#### Records from a data source:
-=-=-=-=-

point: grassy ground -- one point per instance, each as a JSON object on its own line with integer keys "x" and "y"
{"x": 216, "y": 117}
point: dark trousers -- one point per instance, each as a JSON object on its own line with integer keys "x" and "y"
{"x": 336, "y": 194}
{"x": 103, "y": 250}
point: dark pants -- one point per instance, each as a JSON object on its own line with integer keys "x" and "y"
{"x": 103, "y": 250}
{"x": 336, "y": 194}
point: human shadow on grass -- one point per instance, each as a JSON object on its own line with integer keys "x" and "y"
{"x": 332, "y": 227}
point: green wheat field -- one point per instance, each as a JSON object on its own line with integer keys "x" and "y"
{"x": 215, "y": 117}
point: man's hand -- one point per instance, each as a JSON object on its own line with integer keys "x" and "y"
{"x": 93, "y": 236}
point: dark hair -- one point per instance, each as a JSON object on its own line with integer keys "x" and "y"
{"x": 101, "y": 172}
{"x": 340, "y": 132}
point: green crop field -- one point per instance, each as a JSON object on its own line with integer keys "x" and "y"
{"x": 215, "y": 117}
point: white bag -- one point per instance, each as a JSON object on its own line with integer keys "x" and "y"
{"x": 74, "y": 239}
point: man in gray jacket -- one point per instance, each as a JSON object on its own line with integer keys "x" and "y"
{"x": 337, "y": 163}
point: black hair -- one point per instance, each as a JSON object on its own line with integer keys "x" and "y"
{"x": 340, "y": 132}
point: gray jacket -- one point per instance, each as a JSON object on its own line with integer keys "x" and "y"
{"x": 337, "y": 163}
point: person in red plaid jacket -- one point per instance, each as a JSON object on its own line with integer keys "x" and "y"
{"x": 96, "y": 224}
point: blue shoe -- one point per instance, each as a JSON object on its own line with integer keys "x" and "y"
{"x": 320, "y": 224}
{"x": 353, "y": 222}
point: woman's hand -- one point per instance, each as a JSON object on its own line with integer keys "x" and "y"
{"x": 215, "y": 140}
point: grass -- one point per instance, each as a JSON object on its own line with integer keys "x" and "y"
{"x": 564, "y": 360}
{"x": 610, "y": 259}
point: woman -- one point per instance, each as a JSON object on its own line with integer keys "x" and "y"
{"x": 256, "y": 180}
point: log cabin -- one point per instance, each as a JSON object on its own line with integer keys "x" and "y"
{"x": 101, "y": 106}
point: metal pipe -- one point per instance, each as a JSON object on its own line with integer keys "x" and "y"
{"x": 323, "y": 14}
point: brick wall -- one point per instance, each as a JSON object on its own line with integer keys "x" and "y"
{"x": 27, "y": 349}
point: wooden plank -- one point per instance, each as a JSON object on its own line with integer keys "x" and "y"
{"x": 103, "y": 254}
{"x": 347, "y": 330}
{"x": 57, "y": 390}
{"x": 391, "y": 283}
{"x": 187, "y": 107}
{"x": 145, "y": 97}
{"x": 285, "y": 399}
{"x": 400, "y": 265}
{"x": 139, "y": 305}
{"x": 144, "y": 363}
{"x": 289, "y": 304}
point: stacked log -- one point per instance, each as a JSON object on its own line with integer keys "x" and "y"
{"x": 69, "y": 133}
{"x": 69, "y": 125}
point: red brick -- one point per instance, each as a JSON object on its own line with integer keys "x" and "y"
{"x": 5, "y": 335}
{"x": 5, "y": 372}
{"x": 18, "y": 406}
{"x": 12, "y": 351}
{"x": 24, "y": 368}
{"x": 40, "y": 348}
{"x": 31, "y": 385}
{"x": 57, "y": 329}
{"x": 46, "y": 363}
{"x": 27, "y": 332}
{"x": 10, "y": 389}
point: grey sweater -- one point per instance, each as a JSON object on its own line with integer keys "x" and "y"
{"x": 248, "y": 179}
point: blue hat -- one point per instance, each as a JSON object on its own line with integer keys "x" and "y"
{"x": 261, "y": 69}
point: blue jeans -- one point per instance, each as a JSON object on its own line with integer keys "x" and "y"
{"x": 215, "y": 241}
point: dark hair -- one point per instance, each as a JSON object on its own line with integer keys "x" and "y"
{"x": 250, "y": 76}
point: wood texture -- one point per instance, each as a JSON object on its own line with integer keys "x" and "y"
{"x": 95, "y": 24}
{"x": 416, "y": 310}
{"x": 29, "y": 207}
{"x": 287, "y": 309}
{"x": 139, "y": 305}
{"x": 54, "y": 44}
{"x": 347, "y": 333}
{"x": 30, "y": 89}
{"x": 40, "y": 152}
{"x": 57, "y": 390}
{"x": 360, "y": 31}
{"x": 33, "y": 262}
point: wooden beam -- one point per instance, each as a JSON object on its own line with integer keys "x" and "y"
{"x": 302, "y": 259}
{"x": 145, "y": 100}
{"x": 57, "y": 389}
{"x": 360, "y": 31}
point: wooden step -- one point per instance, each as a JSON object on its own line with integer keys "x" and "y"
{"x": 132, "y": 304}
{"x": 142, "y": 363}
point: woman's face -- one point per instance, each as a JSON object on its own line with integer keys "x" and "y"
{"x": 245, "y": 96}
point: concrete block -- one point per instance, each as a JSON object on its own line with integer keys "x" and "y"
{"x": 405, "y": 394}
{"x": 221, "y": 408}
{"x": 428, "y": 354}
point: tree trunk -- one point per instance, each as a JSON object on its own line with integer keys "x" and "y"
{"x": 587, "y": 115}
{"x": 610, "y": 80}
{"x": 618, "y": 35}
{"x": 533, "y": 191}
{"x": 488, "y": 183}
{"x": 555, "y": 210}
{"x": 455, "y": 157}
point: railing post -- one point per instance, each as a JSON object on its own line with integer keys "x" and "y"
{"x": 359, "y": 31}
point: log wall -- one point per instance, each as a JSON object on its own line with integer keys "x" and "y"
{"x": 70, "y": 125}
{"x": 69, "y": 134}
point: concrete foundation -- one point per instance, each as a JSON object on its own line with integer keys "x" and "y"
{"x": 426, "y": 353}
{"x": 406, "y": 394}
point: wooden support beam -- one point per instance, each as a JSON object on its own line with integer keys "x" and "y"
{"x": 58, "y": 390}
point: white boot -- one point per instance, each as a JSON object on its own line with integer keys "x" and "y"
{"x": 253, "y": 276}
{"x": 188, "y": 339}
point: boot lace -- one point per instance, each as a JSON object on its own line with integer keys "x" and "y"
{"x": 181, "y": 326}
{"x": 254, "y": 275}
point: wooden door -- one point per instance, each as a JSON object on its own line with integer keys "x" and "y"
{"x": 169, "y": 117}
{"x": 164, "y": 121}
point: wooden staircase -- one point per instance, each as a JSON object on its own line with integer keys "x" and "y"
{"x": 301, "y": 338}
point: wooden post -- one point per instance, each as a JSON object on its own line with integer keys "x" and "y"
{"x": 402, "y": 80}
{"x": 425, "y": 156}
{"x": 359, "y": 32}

-=-=-=-=-

#### Assignment:
All of the entries must be quoted exactly; please include each one.

#### Written solution:
point: grassy ground -- one point per instance, each as a JSON object on its own line with integer keys "x" and "y"
{"x": 216, "y": 117}
point: dark trousers -- one point per instance, each as a JSON object on its own line with integer keys "x" and "y"
{"x": 336, "y": 194}
{"x": 103, "y": 250}
point: dark pants -- one point per instance, each as a JSON object on its own line with integer keys "x" and "y"
{"x": 103, "y": 250}
{"x": 336, "y": 194}
point: human shadow on grass -- one point per instance, each as a JSON object on its own line with integer keys "x" and "y"
{"x": 332, "y": 227}
point: green wheat field -- one point per instance, each as a JSON object on its own line with integer keys "x" and "y"
{"x": 215, "y": 117}
point: man's hand -- one point per instance, each as a JSON object on its own line with integer keys "x" and "y"
{"x": 93, "y": 236}
point: dark hair -- one point per instance, each as a JSON object on its own line with integer keys "x" and "y"
{"x": 101, "y": 172}
{"x": 340, "y": 132}
point: green crop field -- one point per instance, each as a JSON object on its own line with integer keys "x" and "y"
{"x": 215, "y": 117}
point: white bag -- one point per instance, each as a JSON object on its own line with integer keys "x" and "y"
{"x": 74, "y": 239}
point: man in gray jacket -- one point per instance, each as a JSON object on its own line with integer keys "x" and "y"
{"x": 337, "y": 163}
point: black hair -- one point per instance, each as a JSON object on its own line with integer keys "x" and "y"
{"x": 340, "y": 132}
point: gray jacket -- one point per instance, each as a JSON object on its own line with integer keys "x" and "y"
{"x": 337, "y": 163}
point: person in red plaid jacket -- one point per instance, each as a JSON object on its own line with integer keys "x" and "y"
{"x": 96, "y": 224}
point: blue shoe -- one point per instance, each as a JSON object on its own line with integer keys "x" and "y"
{"x": 320, "y": 224}
{"x": 353, "y": 222}
point: woman's hand -- one point per instance, each as a JSON object on its own line with integer keys "x" and "y"
{"x": 215, "y": 140}
point: grass -- one point per instance, each as a JSON object on its own line with integer keys "x" and "y"
{"x": 564, "y": 360}
{"x": 610, "y": 259}
point: woman -- one point per instance, each as a JSON object on its own line with integer keys "x" and "y"
{"x": 256, "y": 180}
point: log cabin -- one point per instance, each as a JSON object on its own line with integer keys "x" and "y"
{"x": 101, "y": 106}
point: metal pipe -- one point per instance, each as a JSON object on its own line with integer keys "x" and "y"
{"x": 323, "y": 14}
point: brick wall -- one point per instance, each as a JSON object on its own line with integer keys "x" and "y"
{"x": 27, "y": 349}
point: wooden plank -- one point per instance, each as a JSON object on its own line with integer keys "x" and "y"
{"x": 103, "y": 254}
{"x": 347, "y": 330}
{"x": 57, "y": 390}
{"x": 391, "y": 283}
{"x": 187, "y": 107}
{"x": 145, "y": 97}
{"x": 285, "y": 399}
{"x": 400, "y": 265}
{"x": 139, "y": 305}
{"x": 144, "y": 363}
{"x": 289, "y": 304}
point: stacked log -- one point per instance, each as a JSON object on its own line with integer keys "x" and "y"
{"x": 69, "y": 133}
{"x": 69, "y": 125}
point: red brick -- one point per instance, each as a JSON object on its own line with integer keys "x" and "y"
{"x": 5, "y": 335}
{"x": 5, "y": 372}
{"x": 18, "y": 406}
{"x": 12, "y": 351}
{"x": 24, "y": 368}
{"x": 40, "y": 348}
{"x": 31, "y": 385}
{"x": 57, "y": 329}
{"x": 46, "y": 363}
{"x": 27, "y": 332}
{"x": 10, "y": 389}
point: grey sweater -- one point per instance, each as a JSON object on its own line with integer keys "x" and "y"
{"x": 248, "y": 179}
point: blue hat -- one point per instance, each as a JSON object on its own line with integer keys "x" and "y"
{"x": 261, "y": 69}
point: blue jeans -- one point per instance, each as a JSON object on its own line with integer keys "x" and "y"
{"x": 215, "y": 241}
point: dark hair -- one point per instance, each as a JSON object on its own line with integer keys "x" and "y"
{"x": 250, "y": 76}
point: wood texture -- one point per instance, each as a JSON object on its own line with integer keys "x" and "y"
{"x": 95, "y": 24}
{"x": 416, "y": 310}
{"x": 29, "y": 207}
{"x": 287, "y": 309}
{"x": 139, "y": 305}
{"x": 54, "y": 44}
{"x": 347, "y": 333}
{"x": 30, "y": 89}
{"x": 40, "y": 152}
{"x": 57, "y": 390}
{"x": 360, "y": 31}
{"x": 33, "y": 262}
point: wooden beam -- one point per instance, each as a JSON object on its own line with integer keys "x" and "y"
{"x": 302, "y": 259}
{"x": 145, "y": 100}
{"x": 57, "y": 389}
{"x": 360, "y": 31}
point: wooden step -- one point per instance, each as a JSON object on its own line with integer keys "x" and "y"
{"x": 132, "y": 304}
{"x": 142, "y": 363}
point: woman's face -- one point per instance, each as a JSON object on its own line with integer keys "x" and "y"
{"x": 245, "y": 96}
point: concrete block -- one point per instance, each as a JSON object on its own line with integer keys "x" and "y"
{"x": 405, "y": 394}
{"x": 221, "y": 408}
{"x": 428, "y": 354}
point: tree trunk -- one point per instance, each as a JSON object on its own line with integer keys "x" and "y"
{"x": 587, "y": 115}
{"x": 610, "y": 80}
{"x": 618, "y": 35}
{"x": 533, "y": 191}
{"x": 488, "y": 183}
{"x": 555, "y": 210}
{"x": 455, "y": 157}
point: railing post -- one point per instance, each as a JSON object on its own line with integer keys "x" and "y"
{"x": 359, "y": 31}
point: log wall -- one point per instance, each as a JSON object on its own line with integer keys "x" and "y"
{"x": 70, "y": 125}
{"x": 69, "y": 134}
point: concrete foundation -- one point per instance, each as a JSON object on its own line with integer keys "x" and "y"
{"x": 426, "y": 353}
{"x": 406, "y": 394}
point: wooden support beam -- one point per instance, each as a JSON object on its own line with integer keys "x" and "y"
{"x": 58, "y": 390}
point: white boot -- one point per instance, each as a JSON object on its own line with integer keys "x" and "y"
{"x": 253, "y": 276}
{"x": 188, "y": 339}
point: boot lace -- one point per instance, each as a JSON object on its own line with integer keys "x" and "y"
{"x": 181, "y": 326}
{"x": 254, "y": 275}
point: wooden door -- one point per instance, each as a JSON object on its own line with integer keys "x" and "y"
{"x": 169, "y": 117}
{"x": 164, "y": 121}
point: wooden staircase -- one point per instance, each as a JSON object on its own line with integer keys "x" and "y"
{"x": 301, "y": 338}
point: wooden post -- one point per instance, each as a JSON object on its own line with integer keys "x" and "y"
{"x": 402, "y": 80}
{"x": 425, "y": 156}
{"x": 359, "y": 32}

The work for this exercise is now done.